**任务:** 请把下面所有条目一字不差地抄写一遍。

━━━━━ 数据集条目

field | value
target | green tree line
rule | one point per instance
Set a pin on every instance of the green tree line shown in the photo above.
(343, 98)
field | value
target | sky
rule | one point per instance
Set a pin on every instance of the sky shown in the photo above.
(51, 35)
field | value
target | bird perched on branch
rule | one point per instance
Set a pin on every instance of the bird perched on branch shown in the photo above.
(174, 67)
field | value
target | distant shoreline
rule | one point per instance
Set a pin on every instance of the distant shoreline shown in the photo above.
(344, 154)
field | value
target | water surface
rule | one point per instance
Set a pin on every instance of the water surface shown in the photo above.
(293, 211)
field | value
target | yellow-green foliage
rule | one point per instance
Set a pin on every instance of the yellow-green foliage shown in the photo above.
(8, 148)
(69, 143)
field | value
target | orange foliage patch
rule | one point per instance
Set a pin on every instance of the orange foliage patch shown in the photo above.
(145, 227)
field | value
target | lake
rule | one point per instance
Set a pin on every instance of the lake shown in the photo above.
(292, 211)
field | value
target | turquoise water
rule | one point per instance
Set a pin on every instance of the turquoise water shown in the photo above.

━━━━━━━━━━

**任务结果:**
field | value
target | green tree line
rule | one point per instance
Set a pin on every instance of the green tree line shown in the photo above.
(343, 98)
field | value
target | sky
rule | one point per instance
Set a pin on every instance of the sky shown in the photo above.
(51, 35)
field | value
target | bird perched on branch
rule | one point per instance
Set a pin on every instance of the bird perched on branch shown in the photo above.
(174, 67)
field | value
target | distant shoreline
rule | one point per instance
Set a pin on every instance of the distant shoreline shown in the photo above.
(344, 154)
field | value
target | water surface
rule | one point per instance
Set a pin on every instance of the water surface shown in the photo above.
(293, 211)
field | value
target | yellow-green foliage
rule | one point per instance
Set a pin on every instance of the yellow-green foliage shown in the photo above.
(8, 148)
(69, 143)
field | value
target | orange foliage patch
rule | one point per instance
Set a pin on every instance of the orange foliage patch shown in the photo above.
(145, 227)
field | value
target | lake
rule | one point per instance
Set a pin on every instance of the lake shown in the photo above.
(292, 211)
field | value
target | turquoise water
rule | one point per instance
Set a pin on every instance of the turquoise water shown in the photo above.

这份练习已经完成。